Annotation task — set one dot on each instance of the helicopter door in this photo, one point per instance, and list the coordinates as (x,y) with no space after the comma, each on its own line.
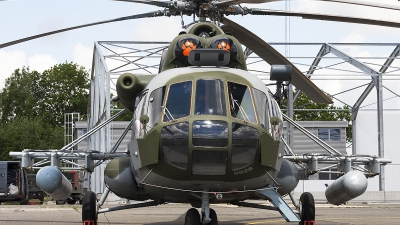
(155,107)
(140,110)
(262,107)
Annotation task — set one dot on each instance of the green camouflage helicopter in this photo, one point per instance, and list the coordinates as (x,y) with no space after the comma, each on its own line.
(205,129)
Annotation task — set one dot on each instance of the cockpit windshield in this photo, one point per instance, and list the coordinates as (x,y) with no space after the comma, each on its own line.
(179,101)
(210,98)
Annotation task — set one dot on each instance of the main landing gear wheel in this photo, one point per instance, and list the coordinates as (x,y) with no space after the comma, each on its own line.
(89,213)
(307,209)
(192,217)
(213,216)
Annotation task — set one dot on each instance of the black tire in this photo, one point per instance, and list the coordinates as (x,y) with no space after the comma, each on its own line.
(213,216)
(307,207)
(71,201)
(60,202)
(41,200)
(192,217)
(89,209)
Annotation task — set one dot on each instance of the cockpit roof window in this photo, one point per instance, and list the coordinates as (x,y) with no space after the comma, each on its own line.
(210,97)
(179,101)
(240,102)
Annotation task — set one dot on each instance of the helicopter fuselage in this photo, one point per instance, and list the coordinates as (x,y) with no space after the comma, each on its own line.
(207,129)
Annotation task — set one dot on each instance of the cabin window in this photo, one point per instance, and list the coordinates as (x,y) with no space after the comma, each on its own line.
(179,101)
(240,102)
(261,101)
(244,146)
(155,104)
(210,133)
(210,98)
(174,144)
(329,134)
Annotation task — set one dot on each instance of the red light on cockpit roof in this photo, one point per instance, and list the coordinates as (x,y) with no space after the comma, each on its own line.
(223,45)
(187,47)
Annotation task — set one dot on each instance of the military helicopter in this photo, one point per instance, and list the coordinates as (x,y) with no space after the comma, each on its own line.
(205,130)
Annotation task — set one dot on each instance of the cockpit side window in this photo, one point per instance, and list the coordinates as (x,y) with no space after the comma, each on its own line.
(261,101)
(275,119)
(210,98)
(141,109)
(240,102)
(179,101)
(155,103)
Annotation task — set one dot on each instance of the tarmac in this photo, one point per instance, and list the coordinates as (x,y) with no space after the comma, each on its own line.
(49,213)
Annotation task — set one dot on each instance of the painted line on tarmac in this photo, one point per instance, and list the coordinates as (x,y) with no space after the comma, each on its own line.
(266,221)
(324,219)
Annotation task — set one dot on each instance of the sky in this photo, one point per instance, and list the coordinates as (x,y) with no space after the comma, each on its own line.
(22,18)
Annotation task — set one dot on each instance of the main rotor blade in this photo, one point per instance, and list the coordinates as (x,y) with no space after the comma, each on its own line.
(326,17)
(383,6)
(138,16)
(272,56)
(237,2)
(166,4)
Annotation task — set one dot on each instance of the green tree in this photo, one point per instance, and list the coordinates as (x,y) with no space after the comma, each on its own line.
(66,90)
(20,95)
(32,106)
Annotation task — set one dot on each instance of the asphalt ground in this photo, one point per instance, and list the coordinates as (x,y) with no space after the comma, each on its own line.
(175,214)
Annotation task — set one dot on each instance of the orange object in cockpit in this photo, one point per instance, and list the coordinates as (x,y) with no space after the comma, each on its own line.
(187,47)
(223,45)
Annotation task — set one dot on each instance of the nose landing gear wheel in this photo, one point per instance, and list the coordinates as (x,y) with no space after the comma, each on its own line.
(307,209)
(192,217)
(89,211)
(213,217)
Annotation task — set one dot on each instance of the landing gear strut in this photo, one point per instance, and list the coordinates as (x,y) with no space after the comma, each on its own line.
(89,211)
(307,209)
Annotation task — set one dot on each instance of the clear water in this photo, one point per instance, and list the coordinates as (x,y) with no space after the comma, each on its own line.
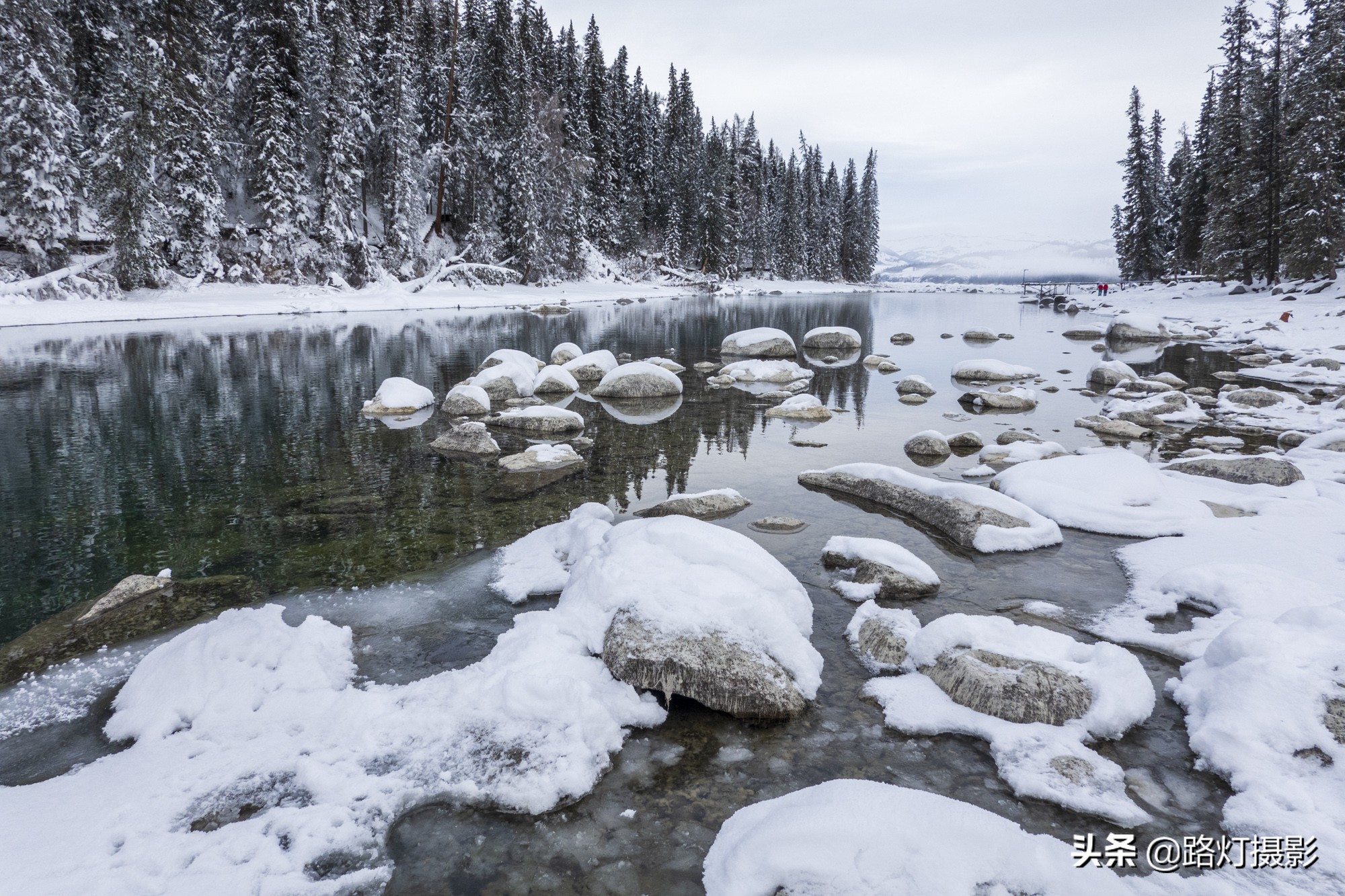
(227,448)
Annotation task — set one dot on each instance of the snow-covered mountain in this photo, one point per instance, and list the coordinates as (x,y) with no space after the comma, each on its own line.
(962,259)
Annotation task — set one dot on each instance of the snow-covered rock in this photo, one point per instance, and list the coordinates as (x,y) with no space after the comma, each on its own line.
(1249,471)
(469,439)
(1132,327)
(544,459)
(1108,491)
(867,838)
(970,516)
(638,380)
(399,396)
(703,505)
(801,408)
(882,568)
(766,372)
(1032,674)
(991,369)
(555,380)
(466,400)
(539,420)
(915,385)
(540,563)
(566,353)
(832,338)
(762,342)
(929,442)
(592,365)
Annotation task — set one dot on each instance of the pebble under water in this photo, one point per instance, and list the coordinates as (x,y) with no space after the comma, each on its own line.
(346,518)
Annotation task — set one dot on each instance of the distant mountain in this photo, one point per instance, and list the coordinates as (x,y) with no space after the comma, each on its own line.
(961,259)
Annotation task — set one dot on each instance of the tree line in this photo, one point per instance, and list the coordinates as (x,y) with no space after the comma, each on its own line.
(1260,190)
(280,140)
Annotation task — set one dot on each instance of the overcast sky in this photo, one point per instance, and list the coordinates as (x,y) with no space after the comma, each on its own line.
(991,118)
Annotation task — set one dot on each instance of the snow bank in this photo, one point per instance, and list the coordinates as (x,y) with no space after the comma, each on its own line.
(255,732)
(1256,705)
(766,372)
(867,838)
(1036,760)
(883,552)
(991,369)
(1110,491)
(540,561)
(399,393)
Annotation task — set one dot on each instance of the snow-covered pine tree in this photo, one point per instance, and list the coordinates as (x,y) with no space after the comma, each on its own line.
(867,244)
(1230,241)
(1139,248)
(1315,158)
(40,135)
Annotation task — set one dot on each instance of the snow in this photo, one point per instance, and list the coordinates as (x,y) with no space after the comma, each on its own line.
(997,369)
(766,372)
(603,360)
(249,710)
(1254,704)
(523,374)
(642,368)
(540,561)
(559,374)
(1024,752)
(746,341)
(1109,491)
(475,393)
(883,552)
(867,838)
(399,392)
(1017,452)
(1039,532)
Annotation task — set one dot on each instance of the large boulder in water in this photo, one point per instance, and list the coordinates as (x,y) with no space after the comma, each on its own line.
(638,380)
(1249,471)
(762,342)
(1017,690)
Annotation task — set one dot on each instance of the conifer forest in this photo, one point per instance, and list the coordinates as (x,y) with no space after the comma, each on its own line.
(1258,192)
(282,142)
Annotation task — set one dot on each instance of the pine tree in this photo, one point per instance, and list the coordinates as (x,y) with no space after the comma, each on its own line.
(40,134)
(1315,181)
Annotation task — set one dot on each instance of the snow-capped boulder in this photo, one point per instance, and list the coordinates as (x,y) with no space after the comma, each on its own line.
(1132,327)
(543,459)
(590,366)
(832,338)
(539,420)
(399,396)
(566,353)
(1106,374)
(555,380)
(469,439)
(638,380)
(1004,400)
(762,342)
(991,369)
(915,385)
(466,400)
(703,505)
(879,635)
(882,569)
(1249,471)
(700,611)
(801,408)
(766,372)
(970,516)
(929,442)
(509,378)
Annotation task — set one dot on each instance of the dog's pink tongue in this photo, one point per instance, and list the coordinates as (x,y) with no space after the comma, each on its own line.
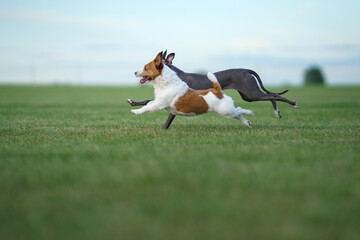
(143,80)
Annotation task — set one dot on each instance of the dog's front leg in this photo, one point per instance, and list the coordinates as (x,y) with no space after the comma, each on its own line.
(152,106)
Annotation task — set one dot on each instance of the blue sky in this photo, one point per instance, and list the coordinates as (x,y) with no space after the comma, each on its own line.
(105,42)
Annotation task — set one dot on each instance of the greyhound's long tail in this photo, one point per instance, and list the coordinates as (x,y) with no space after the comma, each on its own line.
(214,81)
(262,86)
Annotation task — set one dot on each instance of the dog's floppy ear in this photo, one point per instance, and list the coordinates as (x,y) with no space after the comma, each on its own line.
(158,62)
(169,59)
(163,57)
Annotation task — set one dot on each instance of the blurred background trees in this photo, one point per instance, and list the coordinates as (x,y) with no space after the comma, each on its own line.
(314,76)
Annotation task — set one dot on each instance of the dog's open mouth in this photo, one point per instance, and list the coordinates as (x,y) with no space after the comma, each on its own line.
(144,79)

Task to carry out » Put the part of the records that opens with the line containing "of the blurred" and closes at the end of the records into a numbered list, leaving out blank lines.

Answer to the task »
1. Annotation task — set one dot on each instance of the blurred background trees in this photo, one point per instance, and list the coordinates as (x,y) with no space after the comma, each on its own line.
2. (314,76)
3. Annotation task — set one dot on each instance of the dog's open mouth in this photo, one point per instance, and list the coordinates as (x,y) with no space after the comma, each on its own line.
4. (144,79)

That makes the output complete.